**TASK INSTRUCTIONS:**
Up to and including the line with "Point to the truck", return every line from the start of the entries below exactly.

#### DATA LISTING

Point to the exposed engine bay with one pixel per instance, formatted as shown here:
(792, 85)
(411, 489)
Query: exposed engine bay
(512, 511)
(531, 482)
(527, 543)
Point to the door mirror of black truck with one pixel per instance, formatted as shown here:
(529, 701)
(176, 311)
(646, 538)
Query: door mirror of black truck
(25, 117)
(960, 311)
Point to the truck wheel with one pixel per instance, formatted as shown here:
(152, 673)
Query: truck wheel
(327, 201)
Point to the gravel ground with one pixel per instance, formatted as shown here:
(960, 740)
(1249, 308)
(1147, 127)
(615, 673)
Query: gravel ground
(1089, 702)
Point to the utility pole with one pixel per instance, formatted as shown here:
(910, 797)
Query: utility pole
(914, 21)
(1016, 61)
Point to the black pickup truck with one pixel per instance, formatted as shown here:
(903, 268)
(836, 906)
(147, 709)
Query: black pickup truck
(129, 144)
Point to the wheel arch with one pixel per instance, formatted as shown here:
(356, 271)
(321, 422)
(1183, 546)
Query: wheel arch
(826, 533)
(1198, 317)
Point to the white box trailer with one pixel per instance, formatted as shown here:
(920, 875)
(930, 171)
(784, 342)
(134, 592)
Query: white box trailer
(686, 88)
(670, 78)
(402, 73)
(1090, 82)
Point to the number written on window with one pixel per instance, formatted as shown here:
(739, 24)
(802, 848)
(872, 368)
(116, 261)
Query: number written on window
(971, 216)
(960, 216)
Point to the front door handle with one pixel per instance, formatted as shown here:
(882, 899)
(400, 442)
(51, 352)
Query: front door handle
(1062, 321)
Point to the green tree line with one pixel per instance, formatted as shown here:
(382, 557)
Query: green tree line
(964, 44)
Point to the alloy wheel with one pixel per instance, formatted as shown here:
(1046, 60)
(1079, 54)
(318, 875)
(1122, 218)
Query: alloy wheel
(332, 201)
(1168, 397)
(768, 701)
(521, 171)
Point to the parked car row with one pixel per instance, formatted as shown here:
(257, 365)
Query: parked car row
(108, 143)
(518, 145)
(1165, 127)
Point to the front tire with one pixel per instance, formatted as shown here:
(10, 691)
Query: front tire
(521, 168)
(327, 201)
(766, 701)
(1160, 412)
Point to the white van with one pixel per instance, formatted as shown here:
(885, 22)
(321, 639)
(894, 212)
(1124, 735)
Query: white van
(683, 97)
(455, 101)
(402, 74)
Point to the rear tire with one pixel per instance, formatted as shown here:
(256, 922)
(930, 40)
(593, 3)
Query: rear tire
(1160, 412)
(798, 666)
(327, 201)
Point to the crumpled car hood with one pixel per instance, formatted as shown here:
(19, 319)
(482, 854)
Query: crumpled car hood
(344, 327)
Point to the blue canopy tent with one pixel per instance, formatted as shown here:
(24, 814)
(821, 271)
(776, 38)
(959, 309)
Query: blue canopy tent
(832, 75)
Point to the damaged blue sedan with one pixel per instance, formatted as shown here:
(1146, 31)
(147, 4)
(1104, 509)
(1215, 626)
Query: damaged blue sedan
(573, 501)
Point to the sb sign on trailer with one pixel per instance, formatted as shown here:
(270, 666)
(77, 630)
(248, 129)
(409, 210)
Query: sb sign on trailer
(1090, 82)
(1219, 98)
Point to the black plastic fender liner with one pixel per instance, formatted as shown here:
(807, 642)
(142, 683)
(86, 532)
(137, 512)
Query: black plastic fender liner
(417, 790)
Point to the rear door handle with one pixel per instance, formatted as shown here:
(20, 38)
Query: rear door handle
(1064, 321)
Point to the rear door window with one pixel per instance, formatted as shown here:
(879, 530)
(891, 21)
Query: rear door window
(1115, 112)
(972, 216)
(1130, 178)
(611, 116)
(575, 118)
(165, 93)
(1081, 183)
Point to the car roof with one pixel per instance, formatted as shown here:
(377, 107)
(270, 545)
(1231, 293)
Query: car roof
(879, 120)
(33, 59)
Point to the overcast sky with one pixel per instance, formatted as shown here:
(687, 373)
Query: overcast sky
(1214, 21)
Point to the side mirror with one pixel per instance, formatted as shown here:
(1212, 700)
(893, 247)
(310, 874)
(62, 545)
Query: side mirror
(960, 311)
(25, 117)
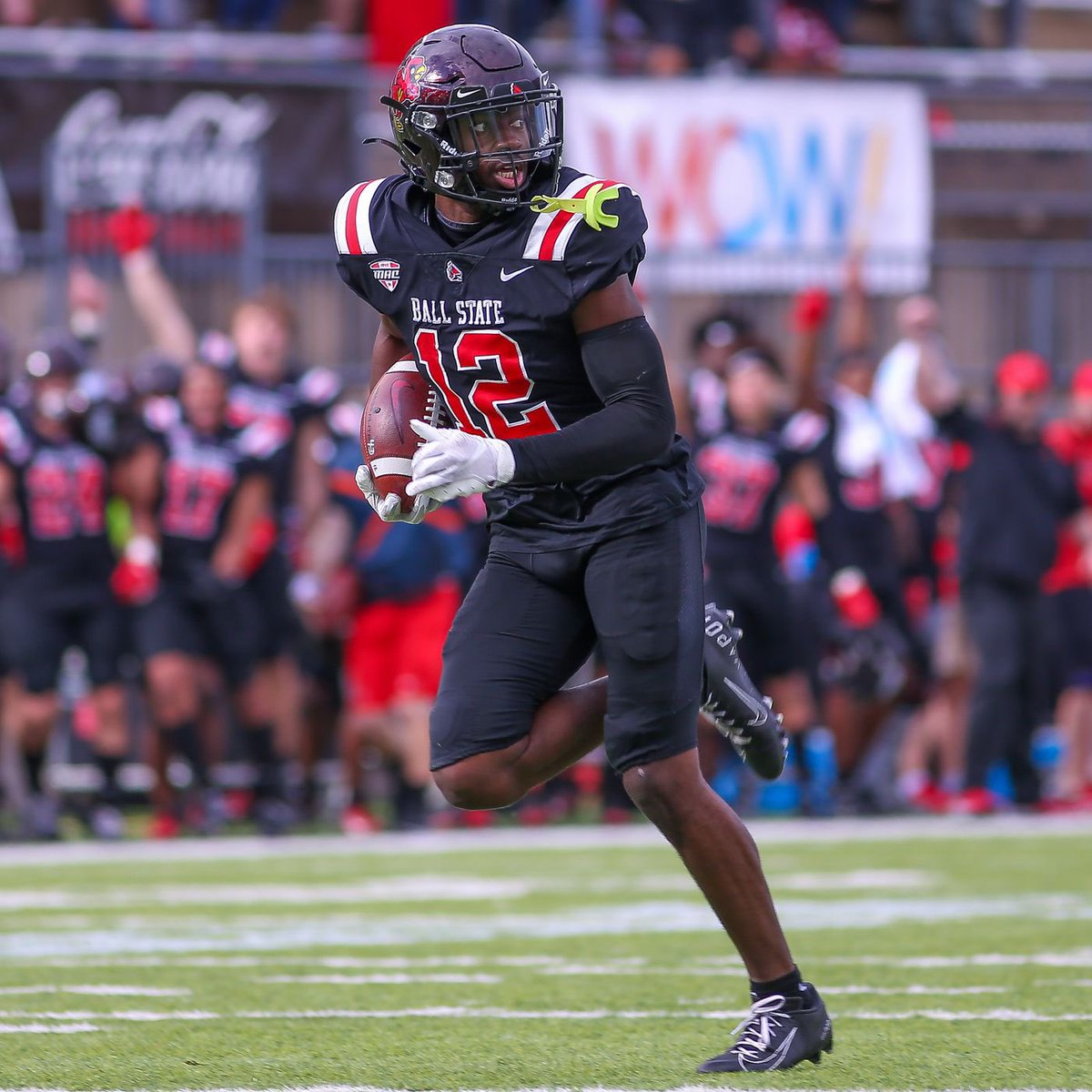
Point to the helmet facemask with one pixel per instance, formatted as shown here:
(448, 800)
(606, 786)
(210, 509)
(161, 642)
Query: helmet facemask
(490, 150)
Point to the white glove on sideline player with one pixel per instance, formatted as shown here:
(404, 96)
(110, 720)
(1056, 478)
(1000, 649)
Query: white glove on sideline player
(389, 508)
(457, 464)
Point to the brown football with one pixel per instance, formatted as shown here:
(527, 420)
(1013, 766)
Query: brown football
(387, 440)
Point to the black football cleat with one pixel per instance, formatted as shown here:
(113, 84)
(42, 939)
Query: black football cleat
(779, 1033)
(735, 704)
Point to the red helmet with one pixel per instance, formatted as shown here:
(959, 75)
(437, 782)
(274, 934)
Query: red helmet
(469, 96)
(1024, 372)
(1082, 380)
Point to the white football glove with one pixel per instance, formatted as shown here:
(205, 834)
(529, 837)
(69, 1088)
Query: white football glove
(389, 508)
(457, 464)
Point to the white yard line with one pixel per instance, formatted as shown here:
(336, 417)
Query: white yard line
(136, 934)
(489, 1013)
(1076, 958)
(767, 833)
(595, 1087)
(96, 991)
(39, 1029)
(380, 980)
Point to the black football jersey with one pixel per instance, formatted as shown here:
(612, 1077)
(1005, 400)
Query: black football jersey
(281, 408)
(201, 474)
(745, 475)
(60, 487)
(856, 530)
(490, 321)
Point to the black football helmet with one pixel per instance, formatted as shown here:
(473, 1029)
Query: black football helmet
(474, 118)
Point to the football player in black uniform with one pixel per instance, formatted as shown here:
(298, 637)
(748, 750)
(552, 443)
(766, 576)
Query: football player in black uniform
(511, 279)
(748, 467)
(55, 485)
(197, 491)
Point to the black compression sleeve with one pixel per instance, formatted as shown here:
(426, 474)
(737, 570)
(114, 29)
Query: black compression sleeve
(637, 424)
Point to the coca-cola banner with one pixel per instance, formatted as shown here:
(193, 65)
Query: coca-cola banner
(180, 147)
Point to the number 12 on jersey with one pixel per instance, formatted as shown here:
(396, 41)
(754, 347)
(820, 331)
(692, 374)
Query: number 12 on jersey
(498, 403)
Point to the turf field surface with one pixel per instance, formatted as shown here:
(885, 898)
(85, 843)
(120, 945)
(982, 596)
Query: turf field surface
(953, 955)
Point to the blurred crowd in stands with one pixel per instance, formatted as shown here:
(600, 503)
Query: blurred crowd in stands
(191, 584)
(662, 37)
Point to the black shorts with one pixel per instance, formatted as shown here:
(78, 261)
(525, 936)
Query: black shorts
(281, 631)
(41, 622)
(1073, 621)
(532, 620)
(770, 647)
(225, 629)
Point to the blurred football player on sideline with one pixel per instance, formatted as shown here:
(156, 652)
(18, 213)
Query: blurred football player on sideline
(200, 491)
(54, 486)
(511, 278)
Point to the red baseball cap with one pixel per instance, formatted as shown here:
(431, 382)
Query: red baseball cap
(1024, 372)
(1082, 380)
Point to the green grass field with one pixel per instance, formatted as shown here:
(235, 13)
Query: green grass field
(951, 956)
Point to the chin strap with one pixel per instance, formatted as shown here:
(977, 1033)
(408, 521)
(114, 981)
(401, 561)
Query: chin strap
(380, 140)
(590, 206)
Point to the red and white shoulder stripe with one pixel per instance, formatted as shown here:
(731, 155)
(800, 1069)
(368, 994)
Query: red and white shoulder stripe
(551, 230)
(353, 219)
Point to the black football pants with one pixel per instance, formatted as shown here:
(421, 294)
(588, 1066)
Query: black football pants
(1004, 623)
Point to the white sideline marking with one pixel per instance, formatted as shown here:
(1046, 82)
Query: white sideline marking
(1077, 958)
(915, 991)
(430, 888)
(595, 1087)
(767, 833)
(998, 1016)
(891, 879)
(97, 991)
(38, 1029)
(486, 1013)
(392, 889)
(380, 980)
(148, 935)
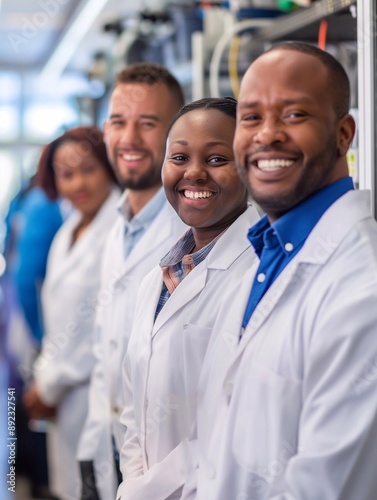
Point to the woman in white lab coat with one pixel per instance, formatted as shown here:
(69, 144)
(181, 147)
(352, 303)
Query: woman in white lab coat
(174, 316)
(75, 166)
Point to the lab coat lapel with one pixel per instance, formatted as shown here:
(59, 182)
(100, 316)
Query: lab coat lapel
(226, 250)
(192, 285)
(157, 233)
(318, 248)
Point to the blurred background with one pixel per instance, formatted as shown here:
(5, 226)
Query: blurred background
(58, 58)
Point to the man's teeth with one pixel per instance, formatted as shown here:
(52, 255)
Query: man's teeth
(132, 157)
(274, 164)
(195, 195)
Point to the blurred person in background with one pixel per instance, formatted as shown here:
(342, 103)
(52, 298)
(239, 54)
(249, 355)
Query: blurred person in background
(145, 98)
(31, 224)
(75, 167)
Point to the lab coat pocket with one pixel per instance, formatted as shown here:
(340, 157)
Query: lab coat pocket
(266, 421)
(195, 341)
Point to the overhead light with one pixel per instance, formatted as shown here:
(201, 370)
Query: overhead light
(72, 38)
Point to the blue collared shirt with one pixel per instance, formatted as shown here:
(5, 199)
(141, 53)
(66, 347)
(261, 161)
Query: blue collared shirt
(136, 226)
(276, 244)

########

**RESPONSE:**
Point to the exposed engine bay with one pixel per instance, formatted as shown here:
(792, 85)
(411, 489)
Query: exposed engine bay
(512, 511)
(531, 482)
(527, 543)
Point to the door mirror of black truck with one pixel per instance, formatted as shown here:
(529, 701)
(176, 311)
(646, 538)
Query: door mirror of black truck
(25, 117)
(960, 311)
Point to the truck wheel with one pixel per instance, formatted as shown here:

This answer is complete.